-- Start of MATERIAL SHOWN --

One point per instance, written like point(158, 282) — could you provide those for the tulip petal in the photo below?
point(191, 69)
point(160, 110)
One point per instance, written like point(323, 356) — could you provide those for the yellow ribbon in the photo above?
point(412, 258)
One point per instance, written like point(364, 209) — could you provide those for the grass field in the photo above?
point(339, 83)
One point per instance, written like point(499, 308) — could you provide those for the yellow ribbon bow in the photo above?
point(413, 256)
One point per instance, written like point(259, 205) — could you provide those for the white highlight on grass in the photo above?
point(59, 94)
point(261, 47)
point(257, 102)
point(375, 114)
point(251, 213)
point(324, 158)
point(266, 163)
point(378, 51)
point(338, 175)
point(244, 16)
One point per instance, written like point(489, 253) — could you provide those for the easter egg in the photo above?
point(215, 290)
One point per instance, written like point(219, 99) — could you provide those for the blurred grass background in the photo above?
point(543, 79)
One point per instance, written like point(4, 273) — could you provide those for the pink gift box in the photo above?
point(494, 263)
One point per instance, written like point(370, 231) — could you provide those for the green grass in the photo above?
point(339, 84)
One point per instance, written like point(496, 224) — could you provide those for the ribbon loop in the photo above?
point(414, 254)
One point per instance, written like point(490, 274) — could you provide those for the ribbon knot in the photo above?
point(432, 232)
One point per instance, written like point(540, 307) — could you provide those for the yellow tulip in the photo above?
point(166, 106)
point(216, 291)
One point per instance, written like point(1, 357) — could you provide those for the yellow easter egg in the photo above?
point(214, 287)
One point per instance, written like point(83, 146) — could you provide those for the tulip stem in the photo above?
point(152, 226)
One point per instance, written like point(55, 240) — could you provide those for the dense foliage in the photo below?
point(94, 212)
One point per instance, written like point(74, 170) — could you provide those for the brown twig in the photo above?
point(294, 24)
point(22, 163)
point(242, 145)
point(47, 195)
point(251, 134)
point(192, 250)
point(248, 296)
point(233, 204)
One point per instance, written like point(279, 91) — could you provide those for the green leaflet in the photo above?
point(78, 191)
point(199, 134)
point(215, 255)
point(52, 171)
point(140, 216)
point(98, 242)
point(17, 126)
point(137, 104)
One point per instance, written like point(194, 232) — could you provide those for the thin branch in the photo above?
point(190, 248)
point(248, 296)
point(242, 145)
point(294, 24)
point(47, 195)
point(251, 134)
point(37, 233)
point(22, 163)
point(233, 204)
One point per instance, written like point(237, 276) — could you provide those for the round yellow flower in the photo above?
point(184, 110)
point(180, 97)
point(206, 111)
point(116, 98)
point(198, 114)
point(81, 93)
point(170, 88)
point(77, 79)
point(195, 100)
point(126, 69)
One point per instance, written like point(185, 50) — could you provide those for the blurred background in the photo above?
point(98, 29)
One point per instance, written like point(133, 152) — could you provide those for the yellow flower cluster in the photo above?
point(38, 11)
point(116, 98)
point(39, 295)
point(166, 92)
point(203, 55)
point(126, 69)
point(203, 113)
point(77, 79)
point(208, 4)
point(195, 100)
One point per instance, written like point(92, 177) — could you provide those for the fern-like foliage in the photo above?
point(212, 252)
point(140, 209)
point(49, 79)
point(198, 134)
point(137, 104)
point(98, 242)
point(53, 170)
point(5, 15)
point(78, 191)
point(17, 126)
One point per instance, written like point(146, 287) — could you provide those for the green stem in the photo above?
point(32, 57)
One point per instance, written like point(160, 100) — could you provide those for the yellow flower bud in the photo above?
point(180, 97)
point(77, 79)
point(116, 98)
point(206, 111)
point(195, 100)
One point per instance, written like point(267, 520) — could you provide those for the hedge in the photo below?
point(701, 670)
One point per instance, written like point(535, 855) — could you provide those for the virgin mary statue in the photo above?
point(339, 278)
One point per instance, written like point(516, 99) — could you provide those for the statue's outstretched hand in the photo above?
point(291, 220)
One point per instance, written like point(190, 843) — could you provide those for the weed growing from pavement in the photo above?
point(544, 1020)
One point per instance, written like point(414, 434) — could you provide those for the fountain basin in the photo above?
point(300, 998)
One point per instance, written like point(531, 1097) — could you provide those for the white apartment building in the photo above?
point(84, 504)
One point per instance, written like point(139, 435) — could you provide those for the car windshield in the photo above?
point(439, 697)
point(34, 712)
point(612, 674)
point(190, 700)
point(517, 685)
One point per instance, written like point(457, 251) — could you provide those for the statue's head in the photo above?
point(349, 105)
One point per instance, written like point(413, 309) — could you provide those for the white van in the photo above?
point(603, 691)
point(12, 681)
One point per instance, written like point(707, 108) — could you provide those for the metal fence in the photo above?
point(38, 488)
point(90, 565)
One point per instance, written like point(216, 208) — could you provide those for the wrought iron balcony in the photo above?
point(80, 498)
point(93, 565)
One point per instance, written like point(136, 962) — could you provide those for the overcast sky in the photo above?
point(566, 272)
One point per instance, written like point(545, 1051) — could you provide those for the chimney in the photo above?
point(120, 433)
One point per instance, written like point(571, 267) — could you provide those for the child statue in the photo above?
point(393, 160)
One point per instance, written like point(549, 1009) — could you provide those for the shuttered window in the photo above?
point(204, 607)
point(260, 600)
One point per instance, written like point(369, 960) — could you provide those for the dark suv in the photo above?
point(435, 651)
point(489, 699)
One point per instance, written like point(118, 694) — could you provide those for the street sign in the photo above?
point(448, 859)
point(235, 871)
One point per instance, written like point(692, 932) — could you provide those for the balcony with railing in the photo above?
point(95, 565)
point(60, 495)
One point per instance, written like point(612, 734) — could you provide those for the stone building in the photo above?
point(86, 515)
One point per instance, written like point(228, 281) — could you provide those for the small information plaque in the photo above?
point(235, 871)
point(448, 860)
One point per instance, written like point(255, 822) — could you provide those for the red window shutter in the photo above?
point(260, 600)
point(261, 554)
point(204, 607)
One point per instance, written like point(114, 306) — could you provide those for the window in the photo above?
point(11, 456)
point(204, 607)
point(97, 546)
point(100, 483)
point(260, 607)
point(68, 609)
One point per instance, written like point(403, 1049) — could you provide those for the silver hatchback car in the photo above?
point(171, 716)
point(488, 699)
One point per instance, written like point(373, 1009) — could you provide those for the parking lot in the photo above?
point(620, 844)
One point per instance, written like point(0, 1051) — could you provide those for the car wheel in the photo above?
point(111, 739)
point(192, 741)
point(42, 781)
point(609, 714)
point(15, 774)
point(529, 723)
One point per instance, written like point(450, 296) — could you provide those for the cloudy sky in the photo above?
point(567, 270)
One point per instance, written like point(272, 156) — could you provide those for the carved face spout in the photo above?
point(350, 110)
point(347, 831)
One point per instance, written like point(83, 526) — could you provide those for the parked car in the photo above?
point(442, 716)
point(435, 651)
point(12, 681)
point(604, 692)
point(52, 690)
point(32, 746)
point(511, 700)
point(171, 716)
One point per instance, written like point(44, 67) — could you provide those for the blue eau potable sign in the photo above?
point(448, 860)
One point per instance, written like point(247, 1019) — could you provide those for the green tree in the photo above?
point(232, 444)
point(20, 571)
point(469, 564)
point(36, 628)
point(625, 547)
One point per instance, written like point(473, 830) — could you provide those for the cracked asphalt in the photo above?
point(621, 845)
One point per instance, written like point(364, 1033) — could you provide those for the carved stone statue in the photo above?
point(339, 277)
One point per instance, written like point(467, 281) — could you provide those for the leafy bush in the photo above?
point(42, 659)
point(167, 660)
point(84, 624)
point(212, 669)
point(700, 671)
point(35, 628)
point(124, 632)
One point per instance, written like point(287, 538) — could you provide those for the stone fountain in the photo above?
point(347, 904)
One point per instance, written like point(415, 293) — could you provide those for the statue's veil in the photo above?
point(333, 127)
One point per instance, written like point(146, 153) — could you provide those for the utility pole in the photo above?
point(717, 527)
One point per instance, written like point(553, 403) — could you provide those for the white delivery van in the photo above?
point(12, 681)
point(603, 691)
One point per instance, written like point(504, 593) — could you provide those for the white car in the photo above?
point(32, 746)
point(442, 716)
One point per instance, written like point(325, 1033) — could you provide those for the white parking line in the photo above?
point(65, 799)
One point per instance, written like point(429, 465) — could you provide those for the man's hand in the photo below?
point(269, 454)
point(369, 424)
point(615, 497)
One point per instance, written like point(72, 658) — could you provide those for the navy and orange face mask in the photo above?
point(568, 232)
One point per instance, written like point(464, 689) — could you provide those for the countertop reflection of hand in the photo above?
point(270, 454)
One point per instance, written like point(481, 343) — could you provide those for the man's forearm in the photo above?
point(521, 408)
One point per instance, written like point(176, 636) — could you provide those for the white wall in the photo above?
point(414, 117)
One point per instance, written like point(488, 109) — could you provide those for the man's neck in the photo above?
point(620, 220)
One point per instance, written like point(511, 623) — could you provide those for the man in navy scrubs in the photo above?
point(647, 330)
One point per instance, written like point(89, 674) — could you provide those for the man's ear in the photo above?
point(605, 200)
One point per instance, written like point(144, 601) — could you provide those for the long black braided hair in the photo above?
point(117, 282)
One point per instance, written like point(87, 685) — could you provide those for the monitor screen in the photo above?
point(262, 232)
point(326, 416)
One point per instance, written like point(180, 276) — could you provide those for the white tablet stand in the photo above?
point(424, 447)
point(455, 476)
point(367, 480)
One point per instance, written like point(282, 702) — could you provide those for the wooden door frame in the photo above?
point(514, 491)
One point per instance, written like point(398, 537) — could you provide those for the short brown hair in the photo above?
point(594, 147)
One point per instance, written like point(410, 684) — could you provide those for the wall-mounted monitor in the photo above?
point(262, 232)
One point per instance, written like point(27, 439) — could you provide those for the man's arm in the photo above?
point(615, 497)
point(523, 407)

-- End of MATERIAL SHOWN --

TO BE DONE
Render the material as a JSON list of strings, one string per line. Start at its first line and end at the line containing "point(432, 232)", both included, and leave out any blank lines.

RESULT
[
  "One point per instance, written like point(158, 282) — could you provide those for the tulip petal in the photo below?",
  "point(191, 69)",
  "point(160, 110)",
  "One point per instance, written like point(323, 356) — could you provide those for the yellow ribbon in the photo above?",
  "point(412, 258)",
  "One point per instance, written like point(364, 209) — could you provide those for the grass field in the photo above?",
  "point(339, 83)",
  "One point per instance, written like point(499, 308) — could you provide those for the yellow ribbon bow in the photo above?",
  "point(413, 256)",
  "One point per instance, written like point(259, 205) — could you provide those for the white highlight on grass in the photo above?",
  "point(59, 94)",
  "point(261, 47)",
  "point(257, 102)",
  "point(375, 114)",
  "point(251, 213)",
  "point(324, 158)",
  "point(266, 163)",
  "point(378, 51)",
  "point(338, 175)",
  "point(244, 16)",
  "One point per instance, written like point(489, 253) — could you provide those for the easter egg in the photo above?",
  "point(215, 290)",
  "One point per instance, written like point(219, 99) — could you provide those for the blurred grass background in the photo above?",
  "point(543, 79)",
  "One point per instance, written like point(4, 273) — could you provide those for the pink gift box in the photo above?",
  "point(494, 263)",
  "One point per instance, written like point(370, 231) — could you provide those for the green grass in the photo above?",
  "point(339, 84)",
  "One point per instance, written like point(496, 224) — could you provide those for the ribbon loop in the photo above?",
  "point(414, 254)",
  "One point per instance, written like point(490, 274) — could you provide those for the ribbon knot in the photo above?",
  "point(432, 232)"
]